Image-grounded pointing data:

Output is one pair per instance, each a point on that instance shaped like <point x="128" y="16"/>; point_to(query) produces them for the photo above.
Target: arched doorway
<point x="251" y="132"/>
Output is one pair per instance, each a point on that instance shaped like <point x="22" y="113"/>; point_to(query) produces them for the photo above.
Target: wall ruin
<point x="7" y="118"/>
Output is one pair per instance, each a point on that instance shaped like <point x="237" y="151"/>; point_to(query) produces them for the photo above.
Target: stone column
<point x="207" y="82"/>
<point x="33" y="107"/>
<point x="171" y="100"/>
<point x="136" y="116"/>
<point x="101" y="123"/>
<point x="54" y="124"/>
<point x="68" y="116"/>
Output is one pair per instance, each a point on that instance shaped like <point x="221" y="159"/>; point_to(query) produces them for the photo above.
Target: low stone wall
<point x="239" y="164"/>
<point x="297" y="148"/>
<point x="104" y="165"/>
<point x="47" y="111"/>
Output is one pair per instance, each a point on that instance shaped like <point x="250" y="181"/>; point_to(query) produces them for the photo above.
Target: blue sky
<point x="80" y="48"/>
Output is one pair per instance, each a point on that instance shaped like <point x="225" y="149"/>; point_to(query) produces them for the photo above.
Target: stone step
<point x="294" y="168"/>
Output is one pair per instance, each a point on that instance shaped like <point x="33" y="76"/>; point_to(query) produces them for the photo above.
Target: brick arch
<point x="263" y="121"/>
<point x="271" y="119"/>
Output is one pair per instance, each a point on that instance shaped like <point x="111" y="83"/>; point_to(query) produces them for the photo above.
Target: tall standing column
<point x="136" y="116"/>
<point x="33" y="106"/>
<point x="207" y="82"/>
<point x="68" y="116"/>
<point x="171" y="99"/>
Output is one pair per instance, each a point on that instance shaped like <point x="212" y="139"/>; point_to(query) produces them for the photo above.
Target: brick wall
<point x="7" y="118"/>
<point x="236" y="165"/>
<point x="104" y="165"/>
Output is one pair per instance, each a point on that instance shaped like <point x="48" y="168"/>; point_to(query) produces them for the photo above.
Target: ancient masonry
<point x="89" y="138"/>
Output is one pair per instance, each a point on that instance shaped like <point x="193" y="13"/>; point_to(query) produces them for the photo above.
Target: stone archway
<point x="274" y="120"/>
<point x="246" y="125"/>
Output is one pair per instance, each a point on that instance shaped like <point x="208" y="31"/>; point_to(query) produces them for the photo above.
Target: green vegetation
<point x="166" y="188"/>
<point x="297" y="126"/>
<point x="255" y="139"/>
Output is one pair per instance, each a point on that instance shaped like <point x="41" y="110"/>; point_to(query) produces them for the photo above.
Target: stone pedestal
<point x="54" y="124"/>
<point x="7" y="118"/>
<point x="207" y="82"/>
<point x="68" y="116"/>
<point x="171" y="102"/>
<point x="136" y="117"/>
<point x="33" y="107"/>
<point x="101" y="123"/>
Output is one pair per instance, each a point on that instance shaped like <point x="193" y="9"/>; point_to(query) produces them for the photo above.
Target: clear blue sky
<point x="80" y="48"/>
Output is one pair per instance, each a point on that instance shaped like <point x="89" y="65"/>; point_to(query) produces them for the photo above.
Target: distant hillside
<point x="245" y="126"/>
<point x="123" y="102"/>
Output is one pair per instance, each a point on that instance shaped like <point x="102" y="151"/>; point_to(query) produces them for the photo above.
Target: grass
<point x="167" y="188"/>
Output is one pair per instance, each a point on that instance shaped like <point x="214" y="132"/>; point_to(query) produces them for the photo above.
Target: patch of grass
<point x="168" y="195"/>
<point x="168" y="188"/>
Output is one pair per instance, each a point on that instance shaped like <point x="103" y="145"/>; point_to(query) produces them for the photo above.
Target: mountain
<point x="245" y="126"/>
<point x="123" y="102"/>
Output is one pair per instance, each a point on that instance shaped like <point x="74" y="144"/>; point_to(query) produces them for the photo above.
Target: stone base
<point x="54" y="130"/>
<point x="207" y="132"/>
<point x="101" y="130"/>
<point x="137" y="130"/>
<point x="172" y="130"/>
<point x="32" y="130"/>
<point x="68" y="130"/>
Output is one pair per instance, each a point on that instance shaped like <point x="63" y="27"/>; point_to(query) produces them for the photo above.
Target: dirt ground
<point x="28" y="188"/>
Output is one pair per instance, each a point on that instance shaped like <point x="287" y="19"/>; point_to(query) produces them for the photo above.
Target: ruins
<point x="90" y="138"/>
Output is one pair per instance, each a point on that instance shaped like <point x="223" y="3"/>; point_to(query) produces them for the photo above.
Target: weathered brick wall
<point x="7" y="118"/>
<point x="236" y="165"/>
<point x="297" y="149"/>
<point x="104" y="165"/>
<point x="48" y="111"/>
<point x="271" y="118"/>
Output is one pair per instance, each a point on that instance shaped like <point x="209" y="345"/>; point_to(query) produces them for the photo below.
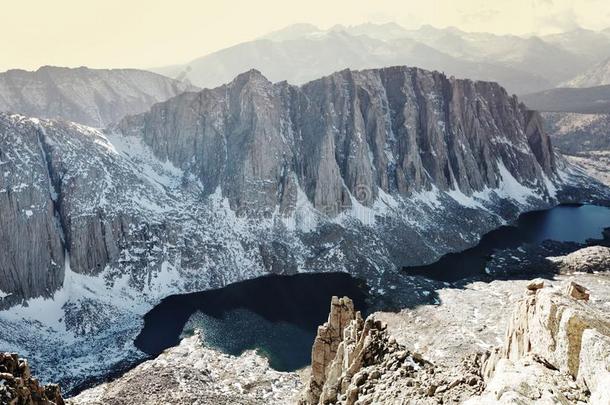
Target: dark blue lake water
<point x="279" y="315"/>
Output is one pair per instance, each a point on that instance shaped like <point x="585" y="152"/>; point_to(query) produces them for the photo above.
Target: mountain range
<point x="303" y="52"/>
<point x="95" y="97"/>
<point x="359" y="171"/>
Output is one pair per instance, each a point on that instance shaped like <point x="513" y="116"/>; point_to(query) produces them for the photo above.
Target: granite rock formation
<point x="193" y="374"/>
<point x="18" y="387"/>
<point x="358" y="362"/>
<point x="554" y="340"/>
<point x="352" y="134"/>
<point x="362" y="172"/>
<point x="590" y="259"/>
<point x="95" y="97"/>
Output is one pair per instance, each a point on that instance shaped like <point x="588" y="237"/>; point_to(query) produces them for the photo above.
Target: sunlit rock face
<point x="351" y="134"/>
<point x="362" y="172"/>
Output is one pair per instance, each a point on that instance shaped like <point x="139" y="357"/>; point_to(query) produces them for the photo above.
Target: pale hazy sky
<point x="146" y="33"/>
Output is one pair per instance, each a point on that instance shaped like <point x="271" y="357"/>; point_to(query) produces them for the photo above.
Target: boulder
<point x="588" y="260"/>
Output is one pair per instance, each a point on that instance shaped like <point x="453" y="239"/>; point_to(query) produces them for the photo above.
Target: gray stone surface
<point x="93" y="97"/>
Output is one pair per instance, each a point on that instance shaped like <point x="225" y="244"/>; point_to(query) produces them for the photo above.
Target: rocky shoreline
<point x="508" y="341"/>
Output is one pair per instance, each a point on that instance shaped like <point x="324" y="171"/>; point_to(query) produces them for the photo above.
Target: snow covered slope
<point x="95" y="97"/>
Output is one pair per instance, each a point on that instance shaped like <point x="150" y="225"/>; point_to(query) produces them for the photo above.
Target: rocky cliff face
<point x="347" y="138"/>
<point x="93" y="97"/>
<point x="356" y="361"/>
<point x="362" y="172"/>
<point x="17" y="386"/>
<point x="584" y="139"/>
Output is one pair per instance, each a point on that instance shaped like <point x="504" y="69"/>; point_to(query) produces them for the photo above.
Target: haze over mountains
<point x="302" y="52"/>
<point x="361" y="171"/>
<point x="94" y="97"/>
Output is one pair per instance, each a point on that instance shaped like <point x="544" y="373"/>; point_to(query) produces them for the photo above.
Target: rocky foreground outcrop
<point x="18" y="387"/>
<point x="557" y="348"/>
<point x="193" y="374"/>
<point x="95" y="97"/>
<point x="588" y="260"/>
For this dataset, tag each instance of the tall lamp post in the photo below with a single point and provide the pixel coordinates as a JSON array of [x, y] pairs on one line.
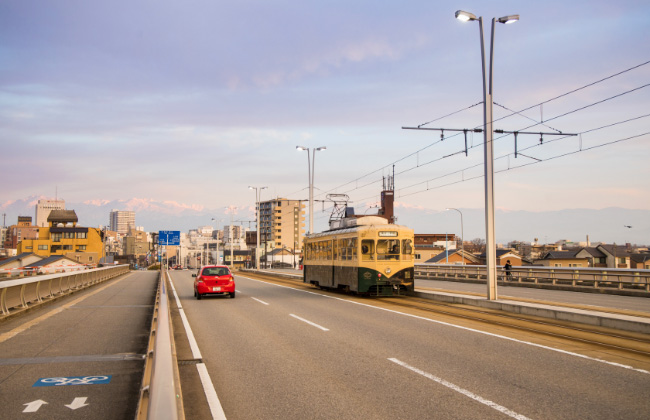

The problem:
Your reply must be one number, namely the count of lines above that hold the string "below".

Answer box:
2